▶ _ИСХОДНЫЙ ТЕКСТ_:
════════
Меня попросили, и, кроме того, это было отчасти по внутреннему побуждению. Мы с Сережей были знакомы довольно давно, лет двадцать, и, конечно, это колоссальная потеря. Потеря для меня прежде всего просто душевная, личная утрата… Ну и, кроме того, конечно, я думаю, для литературы — потому что он был замечательный писатель, замечательный стилист.

И этот текст будет переведен на английский?

Я понятия не имею, что с ним произойдет.

Вы написали статью "Guide То Renamed City", а теперь город обратно переименовали. Это вас радует?

Меня это чрезвычайно радует.

Радует?

Да. Чрезвычайно. Вчера раздался телефонный звонок, мне звонил приятель из Ленинграда. Я поднимаю трубку, и телефонная барышня говорит: "Вас вызывает Санкт-Петербург".

Единственный вопрос насчет переворота [августа 1991 года]. Вас радует, что все-таки было такое сопротивление?

Ну безусловно, безусловно радует. Н-да. Но если говорить абсолютно объективно, сопротивление оказалось больше, чем… Что называется, следствие оказалось крупнее, чем причина. В известной степени, да? Но прекрасно! Но в общем немножечко комично, до известной степени, если быть абсолютно холодным и рассуждать о том, что на улице холодно. То есть переворот не удался, но неудача была грандиознее, чем попытка!

Вы думали, что будет такое сопротивление?

Вы знаете, да. Я был со своей женой и со своей приятельницей в Ирландии. Мы об этом услышали по радио, и тогда же я сказал, что это максимум на три дня. Я был абсолютно уверен, что это полный бред, что это а) самоубийство коммунистической партии, о чем я ничуть не сожалею, и б) конечно же это полный бред и конечно же обречено на неудачу. Первые полтора дня я немножечко нервничал, потому что думал: мало ли… Но пойти на это могли только люди, о которых у Ленина сказано: "страшно далеки они от народа". Ни малейшего понятия у этих господ не было о том, что происходит в сознании… населения.

В очерке о Довлатове вы рассказали, что в Ленинграде у вас совпадали три четверти адресов, а в Америке куда меньше, конечно. С чем это связано? Просто у вас оказалась разная среда в Ленинграде и в Америке или это было потому, что вы более известный писатель?
════════
▶ _НАБОР ДАННЫХ_:
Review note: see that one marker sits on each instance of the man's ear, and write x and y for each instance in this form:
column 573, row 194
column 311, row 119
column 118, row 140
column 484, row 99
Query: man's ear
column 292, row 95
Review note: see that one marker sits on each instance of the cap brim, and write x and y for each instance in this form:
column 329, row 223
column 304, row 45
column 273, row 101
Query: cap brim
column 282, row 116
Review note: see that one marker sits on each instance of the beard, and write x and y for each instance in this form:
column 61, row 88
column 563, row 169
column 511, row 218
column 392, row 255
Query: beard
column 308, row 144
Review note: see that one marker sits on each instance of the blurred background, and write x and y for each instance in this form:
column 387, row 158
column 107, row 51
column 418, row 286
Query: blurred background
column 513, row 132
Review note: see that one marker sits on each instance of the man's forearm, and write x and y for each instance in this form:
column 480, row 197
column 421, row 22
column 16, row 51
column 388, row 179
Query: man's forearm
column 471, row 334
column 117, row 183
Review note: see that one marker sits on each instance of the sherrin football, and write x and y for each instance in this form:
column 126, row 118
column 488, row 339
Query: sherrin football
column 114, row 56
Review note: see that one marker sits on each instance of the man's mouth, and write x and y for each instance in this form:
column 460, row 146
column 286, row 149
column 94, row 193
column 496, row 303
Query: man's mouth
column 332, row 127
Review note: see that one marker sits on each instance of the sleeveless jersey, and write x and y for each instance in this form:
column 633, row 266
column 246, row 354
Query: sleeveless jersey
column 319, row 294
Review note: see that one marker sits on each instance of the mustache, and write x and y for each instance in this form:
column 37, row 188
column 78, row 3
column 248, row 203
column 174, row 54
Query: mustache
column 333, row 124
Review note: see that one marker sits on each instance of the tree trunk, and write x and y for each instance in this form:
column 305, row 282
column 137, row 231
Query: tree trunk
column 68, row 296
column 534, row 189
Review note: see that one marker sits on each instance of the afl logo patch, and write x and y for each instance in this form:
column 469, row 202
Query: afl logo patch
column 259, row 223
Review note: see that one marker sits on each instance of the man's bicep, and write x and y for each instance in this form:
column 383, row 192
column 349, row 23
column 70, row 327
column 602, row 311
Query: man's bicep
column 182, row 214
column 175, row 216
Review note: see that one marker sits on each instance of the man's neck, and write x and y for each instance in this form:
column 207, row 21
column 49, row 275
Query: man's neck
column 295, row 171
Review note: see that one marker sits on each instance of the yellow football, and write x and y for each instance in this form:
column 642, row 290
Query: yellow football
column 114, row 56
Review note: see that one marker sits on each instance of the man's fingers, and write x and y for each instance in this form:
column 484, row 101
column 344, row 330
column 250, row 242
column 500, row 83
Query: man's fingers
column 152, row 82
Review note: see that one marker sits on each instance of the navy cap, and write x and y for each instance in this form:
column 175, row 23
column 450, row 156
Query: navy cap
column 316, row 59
════════
▶ _ЗАДАНИЯ_:
a. Где, согласно исходному тексту, находился отвечающий вместе с женой и приятельницей, когда по радио услышал о перевороте?
b. Перепишите записи от строки с "the mustache, and" до конца записей включительно, заменив в них "Query" на "Request" и ничего больше не меняя. Приведите только эти строки.
Исходный текст и записи никак не связаны между собой.

▶ _ОТВЕТЫ_:
a. В Ирландии.

b.
Review note: see that one marker sits on each instance of the mustache, and write x and y for each instance in this form:
column 37, row 188
column 78, row 3
column 248, row 203
column 174, row 54
Request: mustache
column 333, row 124
Review note: see that one marker sits on each instance of the tree trunk, and write x and y for each instance in this form:
column 305, row 282
column 137, row 231
Request: tree trunk
column 68, row 296
column 534, row 189
Review note: see that one marker sits on each instance of the afl logo patch, and write x and y for each instance in this form:
column 469, row 202
Request: afl logo patch
column 259, row 223
Review note: see that one marker sits on each instance of the man's bicep, and write x and y for each instance in this form:
column 383, row 192
column 349, row 23
column 70, row 327
column 602, row 311
Request: man's bicep
column 182, row 214
column 175, row 216
Review note: see that one marker sits on each instance of the man's neck, and write x and y for each instance in this form:
column 207, row 21
column 49, row 275
Request: man's neck
column 295, row 171
Review note: see that one marker sits on each instance of the yellow football, and write x and y for each instance in this form:
column 642, row 290
Request: yellow football
column 114, row 56
Review note: see that one marker sits on each instance of the man's fingers, and write x and y for each instance in this form:
column 484, row 101
column 344, row 330
column 250, row 242
column 500, row 83
Request: man's fingers
column 152, row 82
Review note: see that one marker sits on each instance of the navy cap, and write x and y for each instance in this form:
column 175, row 23
column 450, row 156
Request: navy cap
column 316, row 59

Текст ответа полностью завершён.